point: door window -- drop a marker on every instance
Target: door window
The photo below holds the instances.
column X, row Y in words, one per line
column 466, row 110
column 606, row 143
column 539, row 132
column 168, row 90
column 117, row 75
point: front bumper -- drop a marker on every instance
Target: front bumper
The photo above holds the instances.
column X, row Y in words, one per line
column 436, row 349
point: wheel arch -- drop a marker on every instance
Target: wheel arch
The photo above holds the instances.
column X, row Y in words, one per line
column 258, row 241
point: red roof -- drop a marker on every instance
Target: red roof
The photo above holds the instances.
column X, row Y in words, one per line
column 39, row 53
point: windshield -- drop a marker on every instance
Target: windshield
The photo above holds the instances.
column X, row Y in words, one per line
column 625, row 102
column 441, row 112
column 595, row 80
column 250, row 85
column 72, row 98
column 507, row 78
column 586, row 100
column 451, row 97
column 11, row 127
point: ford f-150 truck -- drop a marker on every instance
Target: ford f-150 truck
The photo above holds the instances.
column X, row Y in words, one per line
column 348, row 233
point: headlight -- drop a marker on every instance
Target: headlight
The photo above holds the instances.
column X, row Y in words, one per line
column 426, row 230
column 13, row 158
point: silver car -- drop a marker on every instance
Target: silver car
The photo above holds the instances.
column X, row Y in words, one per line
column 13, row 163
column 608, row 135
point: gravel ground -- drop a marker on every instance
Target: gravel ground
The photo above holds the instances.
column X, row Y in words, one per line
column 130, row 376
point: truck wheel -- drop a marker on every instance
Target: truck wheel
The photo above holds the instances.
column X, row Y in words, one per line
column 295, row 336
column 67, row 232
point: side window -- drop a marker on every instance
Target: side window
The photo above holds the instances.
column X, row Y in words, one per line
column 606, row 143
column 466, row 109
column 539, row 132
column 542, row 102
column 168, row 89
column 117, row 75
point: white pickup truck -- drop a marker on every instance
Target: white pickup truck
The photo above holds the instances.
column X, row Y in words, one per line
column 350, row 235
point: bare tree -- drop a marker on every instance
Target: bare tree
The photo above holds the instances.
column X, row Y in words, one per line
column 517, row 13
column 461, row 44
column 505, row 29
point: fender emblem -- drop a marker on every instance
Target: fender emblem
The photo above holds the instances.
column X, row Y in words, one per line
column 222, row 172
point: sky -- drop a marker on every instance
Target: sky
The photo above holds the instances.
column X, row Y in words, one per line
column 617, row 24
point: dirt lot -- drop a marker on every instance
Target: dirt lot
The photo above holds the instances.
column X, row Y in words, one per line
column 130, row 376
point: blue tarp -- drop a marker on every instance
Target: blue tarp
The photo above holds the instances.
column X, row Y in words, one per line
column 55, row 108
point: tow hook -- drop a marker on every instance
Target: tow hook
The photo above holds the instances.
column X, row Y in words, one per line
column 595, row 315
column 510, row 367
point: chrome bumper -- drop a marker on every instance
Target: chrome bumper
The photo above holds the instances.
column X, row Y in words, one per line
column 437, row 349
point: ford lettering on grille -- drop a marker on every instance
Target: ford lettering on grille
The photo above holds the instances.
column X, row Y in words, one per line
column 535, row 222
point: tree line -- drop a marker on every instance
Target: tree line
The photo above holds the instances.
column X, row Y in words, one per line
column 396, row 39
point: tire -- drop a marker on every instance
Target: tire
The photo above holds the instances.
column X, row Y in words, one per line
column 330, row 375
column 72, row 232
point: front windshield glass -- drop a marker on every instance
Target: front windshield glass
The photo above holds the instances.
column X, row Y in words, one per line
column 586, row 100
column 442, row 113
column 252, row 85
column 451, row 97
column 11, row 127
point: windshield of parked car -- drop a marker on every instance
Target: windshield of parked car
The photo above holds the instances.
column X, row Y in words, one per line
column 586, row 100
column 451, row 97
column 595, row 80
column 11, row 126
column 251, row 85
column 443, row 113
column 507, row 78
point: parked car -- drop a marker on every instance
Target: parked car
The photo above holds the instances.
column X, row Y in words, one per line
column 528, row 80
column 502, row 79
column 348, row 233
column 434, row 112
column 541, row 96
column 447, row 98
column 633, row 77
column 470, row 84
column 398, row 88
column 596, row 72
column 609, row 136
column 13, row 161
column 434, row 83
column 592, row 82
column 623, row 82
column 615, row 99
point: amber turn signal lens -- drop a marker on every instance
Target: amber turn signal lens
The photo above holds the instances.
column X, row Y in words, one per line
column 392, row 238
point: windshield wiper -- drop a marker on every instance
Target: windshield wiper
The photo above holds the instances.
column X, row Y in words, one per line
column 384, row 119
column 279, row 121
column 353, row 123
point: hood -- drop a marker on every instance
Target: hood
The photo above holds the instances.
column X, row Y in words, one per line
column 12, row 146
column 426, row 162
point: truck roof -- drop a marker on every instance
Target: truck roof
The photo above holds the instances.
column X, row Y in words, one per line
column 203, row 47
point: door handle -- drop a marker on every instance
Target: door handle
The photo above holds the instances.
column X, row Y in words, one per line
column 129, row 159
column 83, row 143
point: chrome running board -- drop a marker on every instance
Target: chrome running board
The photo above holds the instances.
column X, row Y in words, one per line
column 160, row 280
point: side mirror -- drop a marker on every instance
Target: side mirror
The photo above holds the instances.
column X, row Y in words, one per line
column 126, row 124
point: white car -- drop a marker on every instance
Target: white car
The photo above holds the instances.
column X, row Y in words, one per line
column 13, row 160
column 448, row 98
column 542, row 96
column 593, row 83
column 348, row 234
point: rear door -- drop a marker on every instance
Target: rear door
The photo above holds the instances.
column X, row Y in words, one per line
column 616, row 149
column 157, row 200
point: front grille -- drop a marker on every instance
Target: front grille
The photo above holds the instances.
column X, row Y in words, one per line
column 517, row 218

**Task directions**:
Which lines of the data above contain "roof"? Copy each one.

**Task output**:
point: red roof -- drop a marker on every instance
Target: red roof
point: truck roof -- drop a marker on every instance
Target: truck roof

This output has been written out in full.